▶ DATA SUPPLIED
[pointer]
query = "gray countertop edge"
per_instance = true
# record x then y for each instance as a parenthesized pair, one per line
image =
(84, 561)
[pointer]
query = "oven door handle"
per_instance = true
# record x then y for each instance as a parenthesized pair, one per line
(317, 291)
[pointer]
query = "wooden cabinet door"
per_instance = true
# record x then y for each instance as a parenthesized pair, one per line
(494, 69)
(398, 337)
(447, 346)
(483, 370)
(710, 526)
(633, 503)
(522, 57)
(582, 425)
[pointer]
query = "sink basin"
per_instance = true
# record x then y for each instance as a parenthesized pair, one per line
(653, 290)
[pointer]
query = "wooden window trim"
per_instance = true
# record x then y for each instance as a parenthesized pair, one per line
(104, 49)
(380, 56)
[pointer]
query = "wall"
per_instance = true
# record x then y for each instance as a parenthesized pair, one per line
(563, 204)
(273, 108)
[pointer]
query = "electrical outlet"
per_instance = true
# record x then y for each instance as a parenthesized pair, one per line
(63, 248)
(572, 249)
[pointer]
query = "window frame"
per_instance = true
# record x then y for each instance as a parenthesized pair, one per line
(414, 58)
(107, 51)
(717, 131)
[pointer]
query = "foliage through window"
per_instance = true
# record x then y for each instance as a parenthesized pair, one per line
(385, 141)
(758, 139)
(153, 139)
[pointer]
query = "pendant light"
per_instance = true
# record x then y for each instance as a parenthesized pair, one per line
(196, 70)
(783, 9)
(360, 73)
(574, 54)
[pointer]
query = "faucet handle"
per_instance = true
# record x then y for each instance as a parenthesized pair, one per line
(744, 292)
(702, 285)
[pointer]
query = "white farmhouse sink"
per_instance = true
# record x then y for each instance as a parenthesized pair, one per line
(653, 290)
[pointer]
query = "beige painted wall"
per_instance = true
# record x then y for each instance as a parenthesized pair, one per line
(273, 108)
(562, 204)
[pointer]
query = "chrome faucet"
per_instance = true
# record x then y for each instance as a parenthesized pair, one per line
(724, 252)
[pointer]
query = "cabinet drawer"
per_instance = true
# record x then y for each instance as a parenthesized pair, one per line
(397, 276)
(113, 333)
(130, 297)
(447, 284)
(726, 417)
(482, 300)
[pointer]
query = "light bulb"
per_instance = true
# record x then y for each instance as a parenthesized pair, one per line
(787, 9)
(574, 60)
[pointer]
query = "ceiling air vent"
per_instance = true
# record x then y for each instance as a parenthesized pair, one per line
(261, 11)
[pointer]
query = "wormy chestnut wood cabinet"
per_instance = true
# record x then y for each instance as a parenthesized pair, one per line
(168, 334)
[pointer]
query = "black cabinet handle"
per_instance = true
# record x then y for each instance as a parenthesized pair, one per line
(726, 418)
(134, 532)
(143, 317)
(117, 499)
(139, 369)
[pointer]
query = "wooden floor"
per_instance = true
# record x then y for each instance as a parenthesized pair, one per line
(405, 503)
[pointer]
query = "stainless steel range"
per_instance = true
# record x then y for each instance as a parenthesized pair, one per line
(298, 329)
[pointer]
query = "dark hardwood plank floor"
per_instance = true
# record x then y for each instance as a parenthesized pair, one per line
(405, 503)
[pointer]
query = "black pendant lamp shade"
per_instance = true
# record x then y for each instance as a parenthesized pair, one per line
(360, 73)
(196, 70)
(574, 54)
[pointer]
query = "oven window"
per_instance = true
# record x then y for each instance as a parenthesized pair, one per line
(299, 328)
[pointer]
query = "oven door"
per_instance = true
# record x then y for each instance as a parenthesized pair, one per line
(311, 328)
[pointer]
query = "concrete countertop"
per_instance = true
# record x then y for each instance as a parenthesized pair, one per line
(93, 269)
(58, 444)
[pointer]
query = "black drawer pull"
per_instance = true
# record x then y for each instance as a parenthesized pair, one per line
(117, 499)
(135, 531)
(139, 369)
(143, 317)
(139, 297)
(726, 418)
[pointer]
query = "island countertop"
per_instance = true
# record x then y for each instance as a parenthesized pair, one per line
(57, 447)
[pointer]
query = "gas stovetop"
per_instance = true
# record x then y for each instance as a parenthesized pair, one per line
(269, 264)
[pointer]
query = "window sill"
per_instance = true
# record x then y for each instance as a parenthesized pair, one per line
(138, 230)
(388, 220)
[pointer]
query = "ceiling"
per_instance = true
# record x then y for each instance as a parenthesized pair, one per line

▶ WORK TO BE COMPLETED
The lines above should be duplicated exactly.

▶ REPLY TO THE TASK
[pointer]
query = "gray countertop edge"
per_instance = true
# record x then y for each instance as a parenthesized pair, one per line
image =
(84, 561)
[pointer]
query = "oven door handle"
per_instance = true
# record x then y for each instance as a parenthesized pair, one per line
(317, 291)
[pointer]
query = "wooden cabinet door"
per_instance = true
# record x then y for each instance as a parenthesized pair, one per line
(494, 69)
(398, 337)
(447, 346)
(483, 370)
(710, 526)
(633, 503)
(522, 57)
(582, 425)
[pointer]
query = "sink basin"
per_instance = true
# record x then y for each instance as a parenthesized pair, one per line
(653, 290)
[pointer]
query = "wooden window trim"
per_instance = true
# record x then y for each instance as a parenthesized pair, one per line
(104, 49)
(380, 56)
[pointer]
query = "wall"
per_instance = true
# record x then y for each instance as a parenthesized pair, one per line
(563, 204)
(273, 108)
[pointer]
query = "electrical outlet"
per_instance = true
# record x then y for each instance as a parenthesized pair, one per line
(63, 248)
(572, 249)
[pointer]
query = "window frame"
per_instance = true
# record x then y for each instance as a parenthesized pair, one per line
(414, 58)
(107, 51)
(717, 131)
[pointer]
query = "foliage through window"
per_instance = true
# record x then y for each instance as a parenthesized pair, one per line
(385, 141)
(758, 139)
(153, 139)
[pointer]
query = "pendant light"
per_instance = true
# record x then y for each instance as a parenthesized pair, one per line
(196, 70)
(783, 9)
(360, 73)
(574, 54)
[pointer]
query = "faucet handle"
per_instance = true
# record x then y for each instance as a parenthesized pair, one per line
(744, 292)
(702, 285)
[pointer]
query = "white farmhouse sink"
per_instance = true
# record x then y for each instance as a parenthesized pair, one per line
(653, 290)
[pointer]
query = "beige painted wall"
per_instance = true
# record x then y for each instance as a parenthesized pair, one per line
(273, 108)
(562, 204)
[pointer]
query = "chrome faucet"
per_instance = true
# record x then y for each instance as a parenthesized pair, one per line
(724, 252)
[pointer]
query = "cabinet drawer"
per_instance = true
# record x then y for each instance as a parenthesized pair, one per line
(397, 276)
(113, 333)
(130, 297)
(447, 284)
(726, 417)
(482, 300)
[pointer]
query = "light bulb"
per_instance = true
# record x then y for each instance as a parenthesized pair, one per line
(787, 9)
(574, 60)
[pointer]
query = "ceiling air vent"
per_instance = true
# record x then y for each instance as a parenthesized pair, one per line
(261, 11)
[pointer]
query = "wormy chestnut wood cabinet"
per_instance = true
# record x then y for each instance as a parenthesized pair, one per line
(168, 334)
[pointer]
query = "black cabinet handle"
per_instance = true
# record x then y for each instance as a parenthesized pair, one per line
(726, 418)
(134, 532)
(143, 317)
(117, 499)
(139, 369)
[pointer]
query = "wooden floor"
per_instance = true
# record x then y for each instance as a parenthesized pair, one per line
(405, 503)
[pointer]
query = "stainless steel range"
per_instance = true
# record x then y for each instance as a parenthesized pair, one per line
(298, 329)
[pointer]
query = "dark hardwood plank floor"
per_instance = true
# record x then y for each instance as a parenthesized pair, one per line
(405, 503)
[pointer]
query = "black pendant lamp shade"
per_instance = true
# record x then y for each instance as a parenthesized pair, one per line
(360, 73)
(196, 70)
(574, 54)
[pointer]
query = "oven window"
per_instance = true
# record x then y for each instance as a parenthesized pair, one per line
(299, 328)
[pointer]
query = "oven door"
per_instance = true
# record x then y for each instance as a parenthesized pair, one per line
(311, 328)
[pointer]
query = "concrete countertop"
per_instance = true
# record x then y for each instance as a parenthesized pair, one per line
(93, 269)
(58, 444)
[pointer]
query = "black drawer pull"
per_instance = true
# record x then y for each instance as a parenthesized pair, one per line
(117, 499)
(135, 531)
(139, 369)
(143, 317)
(139, 297)
(726, 418)
[pointer]
query = "island countertop"
per_instance = true
# record x then y for each instance as a parenthesized pair, one per line
(57, 447)
[pointer]
query = "gas stovetop"
per_instance = true
# record x then y for each instance as a parenthesized pair, one per line
(269, 264)
[pointer]
query = "window sill"
per_instance = true
# record x then y for each instance as a parenthesized pair, one per line
(138, 230)
(388, 220)
[pointer]
query = "ceiling"
per_instance = true
# record x then y for each instance as a parenthesized pair, one per line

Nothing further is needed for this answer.